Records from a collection
---------------

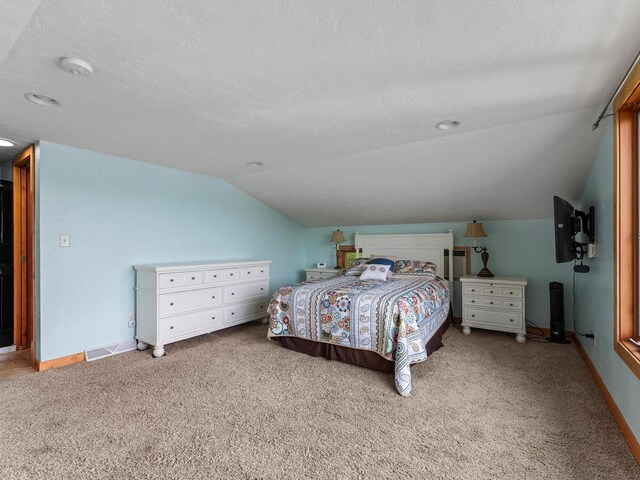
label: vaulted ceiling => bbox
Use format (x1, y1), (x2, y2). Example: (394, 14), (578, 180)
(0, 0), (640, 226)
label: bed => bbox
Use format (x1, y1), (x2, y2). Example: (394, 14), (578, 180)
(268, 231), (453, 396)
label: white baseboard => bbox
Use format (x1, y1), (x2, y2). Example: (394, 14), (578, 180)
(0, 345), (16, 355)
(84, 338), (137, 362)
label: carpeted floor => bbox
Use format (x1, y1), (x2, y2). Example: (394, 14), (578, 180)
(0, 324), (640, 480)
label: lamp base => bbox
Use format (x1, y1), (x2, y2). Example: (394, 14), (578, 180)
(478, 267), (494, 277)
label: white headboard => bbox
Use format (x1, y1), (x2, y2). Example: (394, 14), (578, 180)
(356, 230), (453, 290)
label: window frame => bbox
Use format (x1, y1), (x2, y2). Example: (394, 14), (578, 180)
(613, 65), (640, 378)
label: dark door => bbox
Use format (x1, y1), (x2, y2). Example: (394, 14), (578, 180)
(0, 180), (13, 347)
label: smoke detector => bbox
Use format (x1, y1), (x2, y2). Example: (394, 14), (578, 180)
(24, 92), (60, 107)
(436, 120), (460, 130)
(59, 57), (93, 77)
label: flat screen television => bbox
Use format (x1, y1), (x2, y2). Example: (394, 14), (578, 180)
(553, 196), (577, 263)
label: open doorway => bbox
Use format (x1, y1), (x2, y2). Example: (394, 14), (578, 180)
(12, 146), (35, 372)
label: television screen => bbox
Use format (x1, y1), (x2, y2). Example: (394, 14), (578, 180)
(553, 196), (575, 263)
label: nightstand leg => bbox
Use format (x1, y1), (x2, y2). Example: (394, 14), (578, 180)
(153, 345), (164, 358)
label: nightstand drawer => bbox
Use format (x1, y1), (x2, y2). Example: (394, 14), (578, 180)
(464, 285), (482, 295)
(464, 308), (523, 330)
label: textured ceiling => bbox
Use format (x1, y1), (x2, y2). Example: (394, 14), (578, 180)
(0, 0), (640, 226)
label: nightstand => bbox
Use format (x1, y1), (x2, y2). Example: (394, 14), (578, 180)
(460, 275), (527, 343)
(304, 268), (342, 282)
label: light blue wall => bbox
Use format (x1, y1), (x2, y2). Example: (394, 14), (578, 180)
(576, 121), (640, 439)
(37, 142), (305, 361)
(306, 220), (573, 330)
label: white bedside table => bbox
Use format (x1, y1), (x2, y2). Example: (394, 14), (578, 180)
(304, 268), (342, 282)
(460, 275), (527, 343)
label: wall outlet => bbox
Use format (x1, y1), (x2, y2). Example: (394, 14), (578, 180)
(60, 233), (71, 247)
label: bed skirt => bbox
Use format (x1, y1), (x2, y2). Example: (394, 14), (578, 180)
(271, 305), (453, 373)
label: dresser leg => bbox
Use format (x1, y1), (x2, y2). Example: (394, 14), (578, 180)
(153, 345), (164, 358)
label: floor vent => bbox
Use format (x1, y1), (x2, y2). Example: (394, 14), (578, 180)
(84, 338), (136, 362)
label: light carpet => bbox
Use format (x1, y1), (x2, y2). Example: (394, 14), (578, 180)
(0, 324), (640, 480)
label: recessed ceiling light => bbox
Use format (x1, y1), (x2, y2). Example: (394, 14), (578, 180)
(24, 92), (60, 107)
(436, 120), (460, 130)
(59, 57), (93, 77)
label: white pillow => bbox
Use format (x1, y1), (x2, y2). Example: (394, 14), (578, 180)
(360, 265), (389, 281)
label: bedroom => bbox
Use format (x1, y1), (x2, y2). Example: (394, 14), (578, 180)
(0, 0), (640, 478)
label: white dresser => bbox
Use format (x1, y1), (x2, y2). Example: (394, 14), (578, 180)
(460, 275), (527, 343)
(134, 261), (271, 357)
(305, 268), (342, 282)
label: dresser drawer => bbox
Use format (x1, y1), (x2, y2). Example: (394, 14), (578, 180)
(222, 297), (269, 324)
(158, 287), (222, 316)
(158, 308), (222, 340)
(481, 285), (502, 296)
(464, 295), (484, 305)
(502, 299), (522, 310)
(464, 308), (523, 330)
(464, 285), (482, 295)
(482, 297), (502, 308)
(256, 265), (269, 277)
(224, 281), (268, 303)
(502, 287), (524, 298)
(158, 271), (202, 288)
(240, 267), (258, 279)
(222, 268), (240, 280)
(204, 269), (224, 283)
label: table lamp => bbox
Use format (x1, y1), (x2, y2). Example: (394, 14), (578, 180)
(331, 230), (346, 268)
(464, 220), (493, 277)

---------------

**Goal:**
Quote the material word for word, from the line containing "label: window frame => bbox" through the line containing "(0, 180), (13, 347)", with both of those lines included.

**Solved problem:**
label: window frame => bbox
Use format (x1, y1), (x2, y2). Example: (394, 14), (578, 180)
(613, 65), (640, 378)
label: dark door => bbox
Use format (x1, y1), (x2, y2). Example: (394, 14), (578, 180)
(0, 180), (13, 347)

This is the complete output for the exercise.